--- Information provided ---
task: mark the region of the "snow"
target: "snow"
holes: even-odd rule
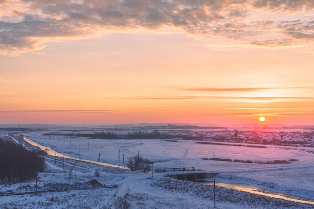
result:
[[[55,130],[53,130],[55,131]],[[139,154],[154,162],[154,169],[164,168],[195,167],[217,172],[216,208],[310,208],[314,204],[303,204],[238,191],[254,187],[265,192],[282,193],[291,198],[313,202],[314,204],[314,148],[301,147],[266,146],[266,148],[196,143],[195,141],[177,142],[157,139],[90,139],[83,137],[43,135],[51,130],[25,134],[27,138],[57,151],[46,158],[47,168],[40,173],[38,186],[49,184],[73,186],[96,179],[107,187],[90,189],[70,189],[43,192],[37,195],[23,194],[0,197],[0,208],[113,208],[117,196],[125,197],[133,208],[214,208],[213,187],[164,177],[167,173],[142,173],[116,167],[97,165],[100,161],[109,164],[125,164],[127,157]],[[70,144],[71,143],[71,144]],[[62,147],[61,147],[62,146]],[[118,160],[120,150],[120,161]],[[69,178],[69,170],[74,160],[65,159],[63,164],[60,152],[69,157],[96,161],[91,164],[78,161]],[[257,164],[205,160],[218,157],[232,160],[298,161],[289,164]],[[100,172],[96,177],[95,170]],[[207,179],[212,181],[213,179]],[[224,184],[225,185],[224,186]],[[33,187],[35,181],[19,184],[0,185],[0,191],[17,191]],[[85,185],[85,184],[84,184]],[[117,185],[117,187],[109,186]],[[245,188],[237,188],[235,185]],[[249,186],[246,186],[249,185]],[[23,186],[24,187],[23,187]],[[21,187],[22,186],[22,187]],[[240,186],[241,187],[241,186]],[[20,188],[20,189],[19,188]],[[236,190],[235,190],[235,189]],[[290,196],[290,197],[291,197]]]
---
Set down each line of the records above verbatim, omitting the pictures.

• [Exercise response]:
task: mark the region of the "snow"
target: "snow"
holes: even-odd rule
result:
[[[55,130],[53,130],[55,131]],[[139,154],[154,162],[154,169],[164,168],[195,167],[217,172],[216,208],[310,208],[314,204],[303,204],[238,191],[254,187],[265,192],[282,193],[291,198],[313,202],[314,204],[314,148],[301,147],[266,146],[266,148],[196,143],[195,141],[177,142],[157,139],[90,139],[83,137],[43,135],[51,130],[25,134],[27,138],[57,151],[46,158],[47,168],[40,173],[38,186],[49,184],[73,186],[96,179],[107,187],[90,189],[70,189],[43,192],[37,195],[23,194],[0,197],[0,208],[113,208],[117,196],[125,197],[133,208],[214,208],[213,187],[164,177],[167,173],[142,173],[116,167],[97,165],[100,161],[109,164],[125,164],[127,157]],[[70,144],[71,143],[71,144]],[[62,147],[61,147],[62,146]],[[118,160],[120,150],[120,161]],[[69,178],[69,170],[74,160],[65,159],[63,164],[60,152],[69,157],[96,161],[91,164],[78,161]],[[257,164],[205,160],[218,157],[232,160],[298,161],[289,164]],[[100,172],[96,177],[95,170]],[[207,179],[212,181],[213,179]],[[224,184],[225,185],[224,186]],[[33,187],[35,181],[19,184],[0,185],[0,191],[17,191]],[[85,185],[85,184],[84,184]],[[117,185],[117,187],[109,186]],[[245,188],[237,188],[235,185]],[[249,186],[246,186],[249,185]],[[23,186],[24,187],[23,187]],[[21,187],[22,186],[22,187]],[[240,186],[241,187],[241,186]],[[20,188],[20,189],[19,188]],[[236,190],[235,190],[235,189]],[[290,196],[290,197],[291,197]]]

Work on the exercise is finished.